-- Start ENTRIES --

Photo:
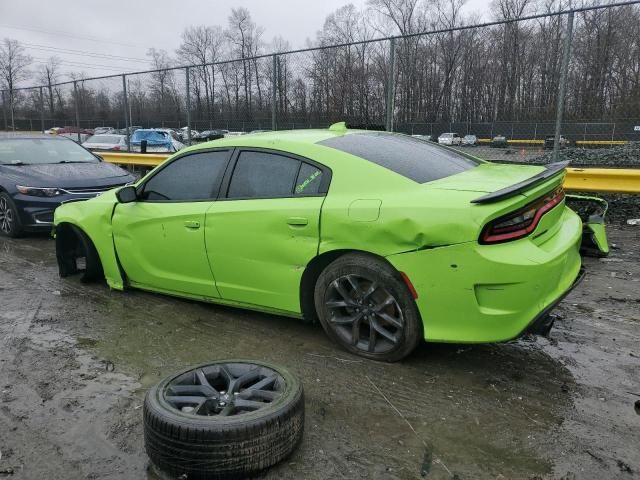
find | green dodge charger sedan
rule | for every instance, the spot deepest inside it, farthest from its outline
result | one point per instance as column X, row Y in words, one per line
column 385, row 239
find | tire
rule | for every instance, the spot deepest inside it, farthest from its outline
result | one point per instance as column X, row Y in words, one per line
column 10, row 225
column 203, row 443
column 345, row 290
column 93, row 269
column 72, row 244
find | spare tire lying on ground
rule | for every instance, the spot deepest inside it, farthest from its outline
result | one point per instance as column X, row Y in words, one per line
column 225, row 419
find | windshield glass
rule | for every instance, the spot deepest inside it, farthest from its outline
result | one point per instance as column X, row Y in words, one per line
column 153, row 137
column 104, row 139
column 415, row 159
column 31, row 151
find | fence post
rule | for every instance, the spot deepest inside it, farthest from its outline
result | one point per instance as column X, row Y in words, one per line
column 41, row 110
column 188, row 106
column 563, row 83
column 13, row 122
column 274, row 91
column 4, row 109
column 76, row 101
column 125, row 105
column 390, row 85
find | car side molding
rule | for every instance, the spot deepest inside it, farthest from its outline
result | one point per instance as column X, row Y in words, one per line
column 551, row 170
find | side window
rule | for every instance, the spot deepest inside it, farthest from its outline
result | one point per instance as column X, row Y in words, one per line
column 309, row 180
column 263, row 175
column 193, row 177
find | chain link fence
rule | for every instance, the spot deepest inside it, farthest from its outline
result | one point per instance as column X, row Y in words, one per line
column 501, row 78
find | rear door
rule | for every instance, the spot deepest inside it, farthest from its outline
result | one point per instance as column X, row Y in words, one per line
column 265, row 230
column 159, row 239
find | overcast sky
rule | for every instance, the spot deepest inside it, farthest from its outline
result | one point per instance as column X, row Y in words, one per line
column 93, row 36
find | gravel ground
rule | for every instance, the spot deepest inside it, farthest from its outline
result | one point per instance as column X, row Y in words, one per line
column 76, row 360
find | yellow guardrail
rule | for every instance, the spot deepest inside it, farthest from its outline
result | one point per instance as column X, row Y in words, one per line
column 615, row 180
column 618, row 180
column 601, row 142
column 577, row 142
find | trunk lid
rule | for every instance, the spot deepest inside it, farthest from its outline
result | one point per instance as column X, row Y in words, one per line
column 493, row 177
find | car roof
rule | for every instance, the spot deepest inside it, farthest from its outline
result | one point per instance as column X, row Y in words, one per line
column 306, row 136
column 42, row 136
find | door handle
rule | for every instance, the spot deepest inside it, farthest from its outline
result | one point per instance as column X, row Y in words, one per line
column 192, row 224
column 297, row 221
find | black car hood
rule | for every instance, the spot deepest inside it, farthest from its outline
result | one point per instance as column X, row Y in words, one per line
column 65, row 175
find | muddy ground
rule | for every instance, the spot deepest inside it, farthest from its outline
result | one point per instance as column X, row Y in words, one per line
column 76, row 360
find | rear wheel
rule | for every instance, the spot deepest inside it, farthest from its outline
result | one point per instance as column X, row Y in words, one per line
column 364, row 305
column 10, row 225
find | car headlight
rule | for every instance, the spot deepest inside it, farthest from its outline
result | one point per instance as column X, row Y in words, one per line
column 40, row 191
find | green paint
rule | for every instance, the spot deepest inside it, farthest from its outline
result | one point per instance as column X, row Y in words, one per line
column 252, row 252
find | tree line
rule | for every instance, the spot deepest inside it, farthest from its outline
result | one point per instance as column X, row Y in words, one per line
column 507, row 72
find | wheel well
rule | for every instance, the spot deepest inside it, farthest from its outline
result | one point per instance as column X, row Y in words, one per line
column 311, row 274
column 73, row 243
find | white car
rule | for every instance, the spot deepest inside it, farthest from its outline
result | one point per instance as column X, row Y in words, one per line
column 159, row 140
column 449, row 139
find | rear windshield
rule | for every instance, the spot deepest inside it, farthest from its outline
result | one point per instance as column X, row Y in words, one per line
column 36, row 151
column 415, row 159
column 151, row 136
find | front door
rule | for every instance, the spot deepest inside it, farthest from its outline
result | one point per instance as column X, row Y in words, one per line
column 159, row 239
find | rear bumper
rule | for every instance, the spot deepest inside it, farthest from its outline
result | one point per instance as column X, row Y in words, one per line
column 473, row 293
column 543, row 322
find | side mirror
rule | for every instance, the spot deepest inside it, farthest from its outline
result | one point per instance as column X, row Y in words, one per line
column 127, row 194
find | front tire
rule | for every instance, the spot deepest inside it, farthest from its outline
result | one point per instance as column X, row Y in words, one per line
column 364, row 305
column 10, row 225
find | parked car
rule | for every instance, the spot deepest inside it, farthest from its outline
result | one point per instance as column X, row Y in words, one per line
column 385, row 239
column 131, row 130
column 111, row 142
column 469, row 141
column 209, row 135
column 449, row 139
column 39, row 173
column 103, row 130
column 426, row 138
column 549, row 141
column 499, row 141
column 73, row 133
column 158, row 140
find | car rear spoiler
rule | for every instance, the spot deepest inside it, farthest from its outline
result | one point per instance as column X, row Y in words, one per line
column 551, row 170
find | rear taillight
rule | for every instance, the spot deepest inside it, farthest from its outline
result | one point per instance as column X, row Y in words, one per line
column 522, row 222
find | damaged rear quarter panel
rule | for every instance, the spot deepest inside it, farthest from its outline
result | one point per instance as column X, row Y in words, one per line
column 93, row 217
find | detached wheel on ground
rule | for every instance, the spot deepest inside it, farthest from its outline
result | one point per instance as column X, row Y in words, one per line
column 226, row 419
column 364, row 305
column 10, row 225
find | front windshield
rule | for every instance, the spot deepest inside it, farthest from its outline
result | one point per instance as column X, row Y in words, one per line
column 104, row 139
column 35, row 151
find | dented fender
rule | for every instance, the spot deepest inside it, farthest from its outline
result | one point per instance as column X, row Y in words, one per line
column 93, row 217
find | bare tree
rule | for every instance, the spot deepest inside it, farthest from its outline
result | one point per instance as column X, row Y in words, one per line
column 49, row 76
column 14, row 64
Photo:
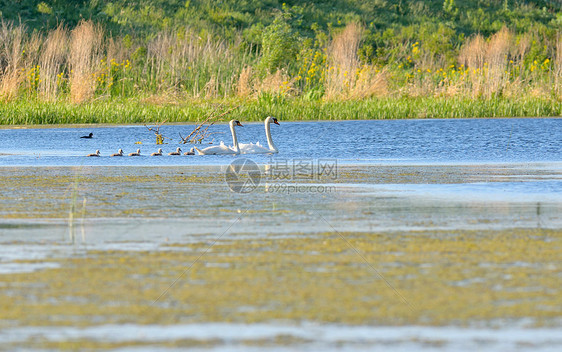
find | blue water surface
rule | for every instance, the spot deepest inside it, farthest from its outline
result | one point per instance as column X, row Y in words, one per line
column 513, row 140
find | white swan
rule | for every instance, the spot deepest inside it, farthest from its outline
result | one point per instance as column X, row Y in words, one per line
column 119, row 153
column 222, row 148
column 250, row 148
column 177, row 152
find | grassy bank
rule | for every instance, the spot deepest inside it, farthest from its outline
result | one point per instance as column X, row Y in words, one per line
column 130, row 111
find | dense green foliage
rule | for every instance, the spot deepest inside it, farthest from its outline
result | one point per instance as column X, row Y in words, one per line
column 442, row 25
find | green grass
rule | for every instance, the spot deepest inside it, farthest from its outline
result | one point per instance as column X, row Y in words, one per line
column 133, row 111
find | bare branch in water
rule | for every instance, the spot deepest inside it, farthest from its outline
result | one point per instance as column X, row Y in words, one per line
column 199, row 134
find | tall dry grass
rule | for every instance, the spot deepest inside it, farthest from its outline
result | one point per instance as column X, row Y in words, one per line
column 52, row 63
column 346, row 77
column 11, row 57
column 487, row 63
column 84, row 59
column 557, row 70
column 342, row 61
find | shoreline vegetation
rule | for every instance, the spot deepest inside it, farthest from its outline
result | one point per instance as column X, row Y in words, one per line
column 436, row 60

-- End ENTRIES --

### WRITTEN PROBLEM
Can you rewrite the records from the line containing "find | green grass" through the end of the records, replacing "for every instance" with "for each instance" and changing nothing else?

### EXERCISE SOLUTION
find | green grass
rule | for each instance, the spot deepest inside it, farthest from its outline
result | one point per instance as column X, row Y in words, one per line
column 133, row 111
find | bare branch in water
rule | for each instance, the spot deepest inside it, farthest from its outline
result | one point per instance as column X, row Y in words, one per line
column 199, row 134
find | tall dry grass
rule | for each instance, the spot deepest inside it, farthest from its outline
result | one point per instance as column X, row Y in words, one per line
column 52, row 63
column 346, row 77
column 11, row 57
column 487, row 63
column 84, row 59
column 557, row 70
column 342, row 61
find | shoreline vegetation
rule | for each instance, the spot deepest inside it, farthest from its outline
result | one point per instance as column X, row Y in words, one per line
column 436, row 60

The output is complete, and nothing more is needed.